* THE EXERCISE: State how many lines in the records below contain the string "target". Reply with the number alone.

* STORED ROWS:
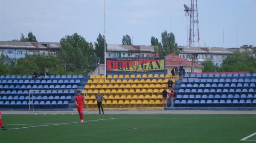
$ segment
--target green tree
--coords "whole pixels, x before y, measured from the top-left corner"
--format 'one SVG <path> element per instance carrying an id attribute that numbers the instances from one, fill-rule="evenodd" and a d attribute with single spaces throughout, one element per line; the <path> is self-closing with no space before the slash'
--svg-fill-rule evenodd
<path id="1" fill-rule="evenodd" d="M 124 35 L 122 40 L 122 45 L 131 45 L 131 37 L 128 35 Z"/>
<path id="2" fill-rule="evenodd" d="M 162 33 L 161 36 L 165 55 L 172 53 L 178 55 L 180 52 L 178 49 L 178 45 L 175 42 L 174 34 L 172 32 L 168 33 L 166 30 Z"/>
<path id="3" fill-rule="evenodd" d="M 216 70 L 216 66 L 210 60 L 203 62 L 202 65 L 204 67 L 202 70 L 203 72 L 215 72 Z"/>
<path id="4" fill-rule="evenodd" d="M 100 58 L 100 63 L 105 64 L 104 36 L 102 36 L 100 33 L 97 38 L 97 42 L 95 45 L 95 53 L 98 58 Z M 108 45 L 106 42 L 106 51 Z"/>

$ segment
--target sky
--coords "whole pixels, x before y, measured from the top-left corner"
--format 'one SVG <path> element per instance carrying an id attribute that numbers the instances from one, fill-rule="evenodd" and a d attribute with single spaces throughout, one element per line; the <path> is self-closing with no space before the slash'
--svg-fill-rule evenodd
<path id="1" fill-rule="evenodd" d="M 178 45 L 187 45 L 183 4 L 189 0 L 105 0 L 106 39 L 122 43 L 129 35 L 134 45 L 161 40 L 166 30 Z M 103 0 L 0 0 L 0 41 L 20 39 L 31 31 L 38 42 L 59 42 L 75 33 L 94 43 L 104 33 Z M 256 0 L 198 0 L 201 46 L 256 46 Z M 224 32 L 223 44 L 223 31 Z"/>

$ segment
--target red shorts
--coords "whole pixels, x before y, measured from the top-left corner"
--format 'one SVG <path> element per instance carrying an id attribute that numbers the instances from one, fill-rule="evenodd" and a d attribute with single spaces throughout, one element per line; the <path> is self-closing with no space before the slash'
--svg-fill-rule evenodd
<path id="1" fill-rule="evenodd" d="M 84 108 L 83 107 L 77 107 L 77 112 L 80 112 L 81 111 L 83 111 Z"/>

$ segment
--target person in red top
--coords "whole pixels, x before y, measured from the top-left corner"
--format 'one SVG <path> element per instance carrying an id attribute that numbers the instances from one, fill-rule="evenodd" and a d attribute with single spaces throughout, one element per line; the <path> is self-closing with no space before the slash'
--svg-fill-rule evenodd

---

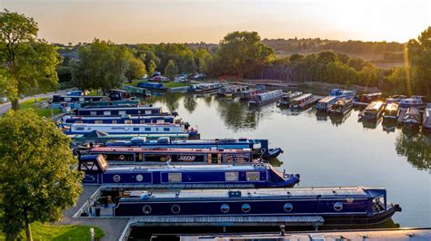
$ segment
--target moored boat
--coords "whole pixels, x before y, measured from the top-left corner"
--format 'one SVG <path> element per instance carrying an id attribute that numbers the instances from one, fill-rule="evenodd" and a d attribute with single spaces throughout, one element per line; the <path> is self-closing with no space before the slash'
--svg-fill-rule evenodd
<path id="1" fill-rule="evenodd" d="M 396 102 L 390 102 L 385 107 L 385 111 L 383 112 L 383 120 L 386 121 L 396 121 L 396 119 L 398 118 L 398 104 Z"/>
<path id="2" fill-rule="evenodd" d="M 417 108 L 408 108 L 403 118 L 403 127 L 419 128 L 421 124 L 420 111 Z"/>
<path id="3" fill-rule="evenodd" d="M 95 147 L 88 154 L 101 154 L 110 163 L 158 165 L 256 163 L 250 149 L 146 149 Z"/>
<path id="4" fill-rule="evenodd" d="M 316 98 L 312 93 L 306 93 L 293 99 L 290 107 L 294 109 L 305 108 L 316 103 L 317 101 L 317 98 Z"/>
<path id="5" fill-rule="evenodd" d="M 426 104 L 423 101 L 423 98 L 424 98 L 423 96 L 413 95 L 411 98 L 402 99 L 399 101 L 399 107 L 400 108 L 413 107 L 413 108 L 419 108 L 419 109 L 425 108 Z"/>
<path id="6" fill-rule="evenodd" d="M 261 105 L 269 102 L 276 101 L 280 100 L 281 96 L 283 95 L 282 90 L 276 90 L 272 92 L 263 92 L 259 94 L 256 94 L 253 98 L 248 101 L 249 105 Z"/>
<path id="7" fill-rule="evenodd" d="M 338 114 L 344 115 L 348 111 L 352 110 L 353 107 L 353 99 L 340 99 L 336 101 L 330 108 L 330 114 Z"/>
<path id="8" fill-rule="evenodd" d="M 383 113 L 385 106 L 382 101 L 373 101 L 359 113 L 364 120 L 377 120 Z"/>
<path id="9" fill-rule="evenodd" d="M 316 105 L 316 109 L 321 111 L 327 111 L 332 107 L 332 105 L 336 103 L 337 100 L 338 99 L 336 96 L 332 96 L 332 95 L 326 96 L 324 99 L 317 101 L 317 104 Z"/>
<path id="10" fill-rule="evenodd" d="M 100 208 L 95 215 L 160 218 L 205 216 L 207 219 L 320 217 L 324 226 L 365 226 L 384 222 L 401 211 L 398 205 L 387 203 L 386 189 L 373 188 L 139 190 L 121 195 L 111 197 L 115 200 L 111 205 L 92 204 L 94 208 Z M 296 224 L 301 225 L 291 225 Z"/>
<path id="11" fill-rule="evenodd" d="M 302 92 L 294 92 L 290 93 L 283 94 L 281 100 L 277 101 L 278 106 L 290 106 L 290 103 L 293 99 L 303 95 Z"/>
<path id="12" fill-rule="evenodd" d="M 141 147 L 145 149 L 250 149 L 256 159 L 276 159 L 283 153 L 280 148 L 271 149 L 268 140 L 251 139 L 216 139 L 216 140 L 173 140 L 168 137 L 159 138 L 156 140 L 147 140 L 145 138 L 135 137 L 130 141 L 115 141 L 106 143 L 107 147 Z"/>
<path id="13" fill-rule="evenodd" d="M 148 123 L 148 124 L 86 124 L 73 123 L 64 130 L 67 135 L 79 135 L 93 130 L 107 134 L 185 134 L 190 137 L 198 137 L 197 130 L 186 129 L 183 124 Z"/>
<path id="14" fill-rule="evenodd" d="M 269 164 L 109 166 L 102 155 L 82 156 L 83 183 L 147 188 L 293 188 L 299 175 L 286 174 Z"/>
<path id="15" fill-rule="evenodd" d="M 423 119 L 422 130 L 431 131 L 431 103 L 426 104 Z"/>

...

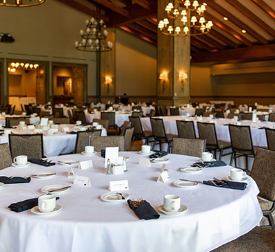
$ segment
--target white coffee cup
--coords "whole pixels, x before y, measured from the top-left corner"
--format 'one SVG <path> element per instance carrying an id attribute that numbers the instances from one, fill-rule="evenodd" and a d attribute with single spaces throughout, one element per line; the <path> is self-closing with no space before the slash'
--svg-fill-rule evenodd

* ANSWER: 6